More than five years after the club folded following the reorganization of Minor League Baseball, the Lowell Spinners are set to return.

The Spinners, formerly the Short-Season Single-A affiliate of the Red Sox, will be reborn as a member of the Futures Collegiate Baseball League. The new Spinners will become the league’s seventh active franchise and begin play in the upcoming 2026 season.

A formal announcement is scheduled for Tuesday morning at Tsongas Center.

The new club will play at Lowell’s LeLacheur Park and will be owned by local businessmen Marc Deschenes and John Croteau, both high-ranking executives with Pison Technologies, a Boston-based wearable technology firm. The ownership group also has several limited partners, with some notable names including Red Sox World Series champion Johnny Damon, former MLB outfielder Zach Sorenson and current Toronto Blue Jays first base coach Mark Budzinski.

The new Lowell franchise was originally announced in August by the Futures League and UMass Lowell, which purchased LeLacheur Park from the City of Lowell in 2022 and has been working to bring a club back ever since. The Deschenes-Croteau group was among multiple bidders for the club, and Deschenes said his group learned they’d been awarded the franchise last month.

Upon confirming that the Spinners brand was available they moved forward with their plans to revive the old team.
###
[TRY IT] Can you carry the article on the Lowell Spinners' return further, picking up after its final sentence? The listing that follows comes from an unrelated source.
###
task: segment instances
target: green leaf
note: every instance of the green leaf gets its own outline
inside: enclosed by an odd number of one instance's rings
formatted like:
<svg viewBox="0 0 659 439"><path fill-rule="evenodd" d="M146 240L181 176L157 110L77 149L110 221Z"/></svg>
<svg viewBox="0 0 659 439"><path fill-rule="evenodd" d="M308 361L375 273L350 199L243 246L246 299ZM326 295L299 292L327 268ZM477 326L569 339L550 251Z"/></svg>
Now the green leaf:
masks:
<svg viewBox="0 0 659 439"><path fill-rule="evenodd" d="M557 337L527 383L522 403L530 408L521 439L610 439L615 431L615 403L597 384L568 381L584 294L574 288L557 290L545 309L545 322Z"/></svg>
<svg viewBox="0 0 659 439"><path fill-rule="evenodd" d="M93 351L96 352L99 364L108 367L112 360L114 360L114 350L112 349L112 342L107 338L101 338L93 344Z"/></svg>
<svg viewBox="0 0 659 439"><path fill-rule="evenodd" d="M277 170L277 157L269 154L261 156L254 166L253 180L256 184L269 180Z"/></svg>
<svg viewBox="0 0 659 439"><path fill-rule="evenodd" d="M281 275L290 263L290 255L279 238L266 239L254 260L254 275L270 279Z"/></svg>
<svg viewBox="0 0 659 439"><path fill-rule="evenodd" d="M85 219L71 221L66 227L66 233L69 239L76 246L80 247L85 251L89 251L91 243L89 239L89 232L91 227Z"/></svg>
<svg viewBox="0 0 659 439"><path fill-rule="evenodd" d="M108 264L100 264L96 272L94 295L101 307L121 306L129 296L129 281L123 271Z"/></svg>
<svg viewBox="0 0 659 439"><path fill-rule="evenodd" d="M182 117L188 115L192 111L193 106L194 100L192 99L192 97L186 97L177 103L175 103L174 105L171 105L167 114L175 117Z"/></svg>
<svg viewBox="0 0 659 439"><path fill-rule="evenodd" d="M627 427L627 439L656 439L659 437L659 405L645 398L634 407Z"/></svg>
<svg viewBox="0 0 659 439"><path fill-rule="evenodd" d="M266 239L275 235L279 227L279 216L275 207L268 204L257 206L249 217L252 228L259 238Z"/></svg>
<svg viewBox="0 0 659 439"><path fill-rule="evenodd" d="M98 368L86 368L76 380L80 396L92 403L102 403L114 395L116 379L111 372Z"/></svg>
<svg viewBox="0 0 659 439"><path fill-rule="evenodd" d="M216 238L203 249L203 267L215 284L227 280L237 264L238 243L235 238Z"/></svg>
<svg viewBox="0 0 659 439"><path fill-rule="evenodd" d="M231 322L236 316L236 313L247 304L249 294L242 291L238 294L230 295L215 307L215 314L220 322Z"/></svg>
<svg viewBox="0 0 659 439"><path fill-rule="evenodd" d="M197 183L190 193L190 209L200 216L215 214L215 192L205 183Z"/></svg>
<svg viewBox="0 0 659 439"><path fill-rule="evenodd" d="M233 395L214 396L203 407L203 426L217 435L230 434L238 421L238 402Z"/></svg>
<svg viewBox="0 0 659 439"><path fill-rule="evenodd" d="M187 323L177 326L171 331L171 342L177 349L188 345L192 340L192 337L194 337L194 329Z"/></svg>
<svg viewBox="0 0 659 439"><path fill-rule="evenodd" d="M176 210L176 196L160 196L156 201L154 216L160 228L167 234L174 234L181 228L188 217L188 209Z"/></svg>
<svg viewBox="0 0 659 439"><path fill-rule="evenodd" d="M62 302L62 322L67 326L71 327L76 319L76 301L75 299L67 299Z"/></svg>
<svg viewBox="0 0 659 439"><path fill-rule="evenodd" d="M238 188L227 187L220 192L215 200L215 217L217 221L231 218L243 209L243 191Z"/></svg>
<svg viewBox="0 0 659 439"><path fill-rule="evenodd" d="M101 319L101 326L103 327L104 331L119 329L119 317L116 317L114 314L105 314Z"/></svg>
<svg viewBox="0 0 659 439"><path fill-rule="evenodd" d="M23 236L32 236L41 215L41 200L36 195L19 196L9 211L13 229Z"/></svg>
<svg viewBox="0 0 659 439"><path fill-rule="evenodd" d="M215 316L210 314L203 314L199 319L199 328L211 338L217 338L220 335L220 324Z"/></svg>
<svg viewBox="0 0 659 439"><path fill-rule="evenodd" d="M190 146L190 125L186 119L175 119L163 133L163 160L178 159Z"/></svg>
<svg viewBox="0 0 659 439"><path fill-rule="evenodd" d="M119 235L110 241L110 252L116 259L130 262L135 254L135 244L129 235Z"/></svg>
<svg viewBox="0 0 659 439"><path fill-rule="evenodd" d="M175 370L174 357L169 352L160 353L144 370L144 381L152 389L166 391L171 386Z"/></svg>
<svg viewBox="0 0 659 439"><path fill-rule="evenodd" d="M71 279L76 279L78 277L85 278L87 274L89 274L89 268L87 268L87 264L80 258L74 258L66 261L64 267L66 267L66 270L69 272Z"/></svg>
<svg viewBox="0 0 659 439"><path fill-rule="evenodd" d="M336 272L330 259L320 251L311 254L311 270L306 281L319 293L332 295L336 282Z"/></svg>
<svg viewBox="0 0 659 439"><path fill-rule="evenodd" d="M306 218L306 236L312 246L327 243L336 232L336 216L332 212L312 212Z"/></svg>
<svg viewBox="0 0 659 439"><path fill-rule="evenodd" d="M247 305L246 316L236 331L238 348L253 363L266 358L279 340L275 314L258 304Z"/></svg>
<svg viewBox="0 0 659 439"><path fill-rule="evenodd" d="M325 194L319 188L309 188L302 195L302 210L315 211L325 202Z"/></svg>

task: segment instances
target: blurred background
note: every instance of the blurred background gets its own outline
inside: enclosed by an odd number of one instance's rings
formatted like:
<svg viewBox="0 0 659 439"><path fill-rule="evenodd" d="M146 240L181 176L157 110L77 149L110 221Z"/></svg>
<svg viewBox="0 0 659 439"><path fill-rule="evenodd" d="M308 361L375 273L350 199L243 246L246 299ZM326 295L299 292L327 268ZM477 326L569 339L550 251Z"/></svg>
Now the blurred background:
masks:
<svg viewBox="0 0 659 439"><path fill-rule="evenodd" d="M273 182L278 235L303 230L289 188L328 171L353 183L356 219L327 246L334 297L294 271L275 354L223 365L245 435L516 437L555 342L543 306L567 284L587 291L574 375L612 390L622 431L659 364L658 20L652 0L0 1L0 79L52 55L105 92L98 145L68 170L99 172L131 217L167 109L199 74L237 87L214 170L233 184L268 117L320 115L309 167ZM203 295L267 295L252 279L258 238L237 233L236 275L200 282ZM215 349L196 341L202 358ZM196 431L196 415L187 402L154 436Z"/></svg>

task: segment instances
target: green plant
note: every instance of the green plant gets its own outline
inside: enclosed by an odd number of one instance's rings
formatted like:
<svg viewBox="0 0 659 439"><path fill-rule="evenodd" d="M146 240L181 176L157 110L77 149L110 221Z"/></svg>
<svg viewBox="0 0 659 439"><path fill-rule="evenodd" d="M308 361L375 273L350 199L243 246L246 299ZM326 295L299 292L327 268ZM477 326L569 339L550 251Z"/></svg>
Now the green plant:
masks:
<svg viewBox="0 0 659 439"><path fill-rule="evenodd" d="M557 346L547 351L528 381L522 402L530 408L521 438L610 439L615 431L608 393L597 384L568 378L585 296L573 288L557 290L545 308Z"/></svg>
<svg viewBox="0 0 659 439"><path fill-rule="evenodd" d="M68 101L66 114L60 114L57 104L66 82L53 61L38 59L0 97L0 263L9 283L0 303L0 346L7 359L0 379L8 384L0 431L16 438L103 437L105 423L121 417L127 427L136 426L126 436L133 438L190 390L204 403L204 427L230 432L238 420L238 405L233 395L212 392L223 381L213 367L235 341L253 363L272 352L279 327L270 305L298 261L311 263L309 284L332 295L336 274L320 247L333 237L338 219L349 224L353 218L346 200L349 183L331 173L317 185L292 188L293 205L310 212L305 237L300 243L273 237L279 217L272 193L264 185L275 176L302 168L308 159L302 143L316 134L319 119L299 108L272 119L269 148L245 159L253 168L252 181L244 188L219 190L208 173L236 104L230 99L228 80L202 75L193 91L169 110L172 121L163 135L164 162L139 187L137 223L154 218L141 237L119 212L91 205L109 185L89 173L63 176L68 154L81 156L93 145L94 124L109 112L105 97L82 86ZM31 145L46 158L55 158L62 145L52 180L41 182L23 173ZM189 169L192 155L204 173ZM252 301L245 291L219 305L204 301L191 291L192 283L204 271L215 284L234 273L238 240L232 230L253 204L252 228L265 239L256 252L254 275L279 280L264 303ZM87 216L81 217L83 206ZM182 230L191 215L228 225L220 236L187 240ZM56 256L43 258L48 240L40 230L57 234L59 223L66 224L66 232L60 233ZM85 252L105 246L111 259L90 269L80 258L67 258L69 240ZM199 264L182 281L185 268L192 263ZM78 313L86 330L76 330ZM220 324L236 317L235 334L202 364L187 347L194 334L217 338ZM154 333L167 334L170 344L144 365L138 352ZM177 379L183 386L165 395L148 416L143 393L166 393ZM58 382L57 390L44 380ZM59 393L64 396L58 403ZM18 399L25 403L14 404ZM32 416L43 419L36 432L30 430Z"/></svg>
###
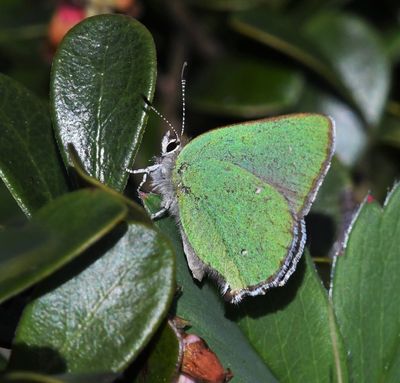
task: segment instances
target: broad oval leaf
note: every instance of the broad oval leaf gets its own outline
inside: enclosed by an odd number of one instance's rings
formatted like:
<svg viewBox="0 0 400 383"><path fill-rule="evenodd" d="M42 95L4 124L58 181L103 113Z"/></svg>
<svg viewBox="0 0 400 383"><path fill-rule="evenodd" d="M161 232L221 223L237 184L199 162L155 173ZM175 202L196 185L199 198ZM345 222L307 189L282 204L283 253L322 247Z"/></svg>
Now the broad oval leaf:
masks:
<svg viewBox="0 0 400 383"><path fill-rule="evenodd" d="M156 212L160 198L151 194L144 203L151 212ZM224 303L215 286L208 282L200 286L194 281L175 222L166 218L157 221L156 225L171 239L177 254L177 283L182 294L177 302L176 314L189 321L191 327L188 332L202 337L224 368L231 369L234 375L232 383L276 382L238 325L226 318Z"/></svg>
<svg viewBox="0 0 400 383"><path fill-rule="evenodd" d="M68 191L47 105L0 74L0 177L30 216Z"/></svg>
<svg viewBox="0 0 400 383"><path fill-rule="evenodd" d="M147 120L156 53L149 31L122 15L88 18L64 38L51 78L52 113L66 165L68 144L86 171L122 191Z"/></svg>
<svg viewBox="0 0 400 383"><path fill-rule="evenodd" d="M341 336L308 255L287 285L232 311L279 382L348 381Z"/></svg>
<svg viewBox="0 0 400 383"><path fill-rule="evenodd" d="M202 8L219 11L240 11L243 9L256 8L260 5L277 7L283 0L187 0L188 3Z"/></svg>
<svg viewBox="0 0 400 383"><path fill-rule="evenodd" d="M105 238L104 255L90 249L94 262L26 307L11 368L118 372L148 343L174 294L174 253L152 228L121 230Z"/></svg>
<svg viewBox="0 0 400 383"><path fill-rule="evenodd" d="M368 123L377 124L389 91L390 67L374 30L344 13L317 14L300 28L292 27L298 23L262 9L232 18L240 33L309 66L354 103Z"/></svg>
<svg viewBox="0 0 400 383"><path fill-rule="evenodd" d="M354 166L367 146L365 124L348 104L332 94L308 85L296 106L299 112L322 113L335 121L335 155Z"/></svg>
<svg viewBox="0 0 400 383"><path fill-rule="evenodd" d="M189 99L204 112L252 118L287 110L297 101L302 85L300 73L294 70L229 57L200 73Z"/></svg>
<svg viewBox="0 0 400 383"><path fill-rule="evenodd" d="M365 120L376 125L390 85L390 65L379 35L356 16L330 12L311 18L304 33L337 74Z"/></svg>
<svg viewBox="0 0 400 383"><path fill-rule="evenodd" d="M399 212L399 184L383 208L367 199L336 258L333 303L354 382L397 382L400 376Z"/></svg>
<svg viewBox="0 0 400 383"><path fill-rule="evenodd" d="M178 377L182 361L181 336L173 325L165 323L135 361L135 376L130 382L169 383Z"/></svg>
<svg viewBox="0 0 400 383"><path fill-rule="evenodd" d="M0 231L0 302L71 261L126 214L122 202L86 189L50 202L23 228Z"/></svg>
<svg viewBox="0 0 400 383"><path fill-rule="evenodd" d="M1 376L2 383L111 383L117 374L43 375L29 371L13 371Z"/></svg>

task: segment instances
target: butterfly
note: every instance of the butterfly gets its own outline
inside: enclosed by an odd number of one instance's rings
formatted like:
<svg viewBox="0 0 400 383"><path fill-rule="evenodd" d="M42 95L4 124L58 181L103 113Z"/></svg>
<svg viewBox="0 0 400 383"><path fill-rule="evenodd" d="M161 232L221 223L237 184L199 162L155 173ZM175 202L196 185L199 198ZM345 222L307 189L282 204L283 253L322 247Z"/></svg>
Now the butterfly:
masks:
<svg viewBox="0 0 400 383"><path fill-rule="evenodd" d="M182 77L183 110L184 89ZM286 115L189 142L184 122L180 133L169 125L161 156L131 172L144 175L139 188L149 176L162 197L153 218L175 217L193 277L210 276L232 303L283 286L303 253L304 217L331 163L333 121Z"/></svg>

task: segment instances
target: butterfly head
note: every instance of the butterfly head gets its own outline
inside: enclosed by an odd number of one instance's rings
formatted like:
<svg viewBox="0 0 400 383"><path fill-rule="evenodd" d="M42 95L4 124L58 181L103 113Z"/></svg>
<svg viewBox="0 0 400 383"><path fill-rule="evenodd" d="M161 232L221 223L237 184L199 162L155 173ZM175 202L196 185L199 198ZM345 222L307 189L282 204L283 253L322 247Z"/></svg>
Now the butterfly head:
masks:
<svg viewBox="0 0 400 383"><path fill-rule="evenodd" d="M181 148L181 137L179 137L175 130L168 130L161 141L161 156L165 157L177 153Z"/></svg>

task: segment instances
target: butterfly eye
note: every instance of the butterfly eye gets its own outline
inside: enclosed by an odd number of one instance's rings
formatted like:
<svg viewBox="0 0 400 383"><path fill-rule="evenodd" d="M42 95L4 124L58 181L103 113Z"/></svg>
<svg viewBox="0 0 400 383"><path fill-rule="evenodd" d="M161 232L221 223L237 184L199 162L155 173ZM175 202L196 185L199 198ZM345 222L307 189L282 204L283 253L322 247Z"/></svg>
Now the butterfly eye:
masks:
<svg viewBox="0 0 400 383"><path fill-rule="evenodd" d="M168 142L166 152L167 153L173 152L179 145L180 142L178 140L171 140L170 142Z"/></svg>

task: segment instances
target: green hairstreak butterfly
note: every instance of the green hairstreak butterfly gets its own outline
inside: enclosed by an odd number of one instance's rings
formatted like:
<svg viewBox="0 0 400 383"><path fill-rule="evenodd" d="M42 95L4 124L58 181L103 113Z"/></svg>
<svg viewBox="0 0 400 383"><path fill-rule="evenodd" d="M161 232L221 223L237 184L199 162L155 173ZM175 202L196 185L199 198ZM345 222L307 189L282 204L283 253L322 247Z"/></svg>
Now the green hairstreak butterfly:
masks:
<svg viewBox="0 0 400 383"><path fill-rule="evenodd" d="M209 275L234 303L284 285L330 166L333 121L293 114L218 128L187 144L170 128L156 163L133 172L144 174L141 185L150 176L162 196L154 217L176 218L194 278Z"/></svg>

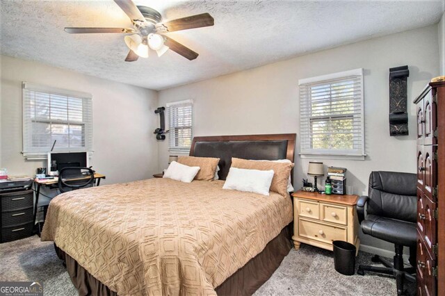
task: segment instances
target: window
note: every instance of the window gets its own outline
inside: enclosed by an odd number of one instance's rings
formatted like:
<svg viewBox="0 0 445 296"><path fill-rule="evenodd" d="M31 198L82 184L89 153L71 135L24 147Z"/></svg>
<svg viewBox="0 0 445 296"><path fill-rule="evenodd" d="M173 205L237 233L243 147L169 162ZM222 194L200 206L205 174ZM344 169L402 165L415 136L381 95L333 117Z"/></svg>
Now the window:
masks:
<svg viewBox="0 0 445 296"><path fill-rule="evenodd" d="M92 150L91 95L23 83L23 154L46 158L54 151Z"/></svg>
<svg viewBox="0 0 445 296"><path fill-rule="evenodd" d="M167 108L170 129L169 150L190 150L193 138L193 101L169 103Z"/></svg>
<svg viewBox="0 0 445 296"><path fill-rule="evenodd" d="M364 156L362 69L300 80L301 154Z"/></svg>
###
[ANSWER FOR THIS EXERCISE]
“The biggest thing for me is trying to go out there and bring competitive baseball back to Lowell in the summertime,” said Deschenes, a former UMass Lowell baseball player who spent 10 seasons in the minors, including three with the Red Sox. “We’re building a team that will match the former Spinners level of play in the New York-Penn League, and we’re building a roster of top local talent.”

The revived Spinners will carry on a legacy established by the original franchise, which was founded in 1996 and played 24 seasons as an affiliate of the Red Sox. The Spinners featured future Red Sox stars like Mookie Betts, Jackie Bradley Jr., Kevin Youkilis and Jonathan Papelbon, among others.

The original Spinners played their final season in 2019, after which the affiliate was doomed by the one-two punch of the COVID-19 pandemic and MLB’s reorganization of the minor leagues. The entire 2020 minor league season was canceled due to the pandemic, and the following winter MLB moved forward with its plans to reduce the number of affiliated clubs from 160 to 120.

Starting in 2021 all MLB clubs were permitted to carry four full-season affiliates, one each at the Triple-A, Double-A, High-A and Low-A levels. The Short-Season Single-A level was eliminated and the New York-Penn League, which traced its history back to 1939, was disbanded.

Several members of that league wound up being picked up as affiliates or found other homes, but others, including the Spinners, were left in the cold and ultimately folded.

The Spinners will become the third New York-Penn League team contracted during MiLB’s reorganization to join the Futures League, following the Vermont Lake Monsters and Norwich Sea Unicorns. Deschenes said the club will play a 62-game season starting in late May, including 31 home games and 31 road games.

Established in 2011, the Futures League is a summer college baseball league geared towards local players. The league features both returning college standouts and incoming freshmen, and as of 2025 the league has had alumni drafted in the first round of the MLB Draft in six consecutive years, including No. 5 overall pick Liam Doyle this past summer.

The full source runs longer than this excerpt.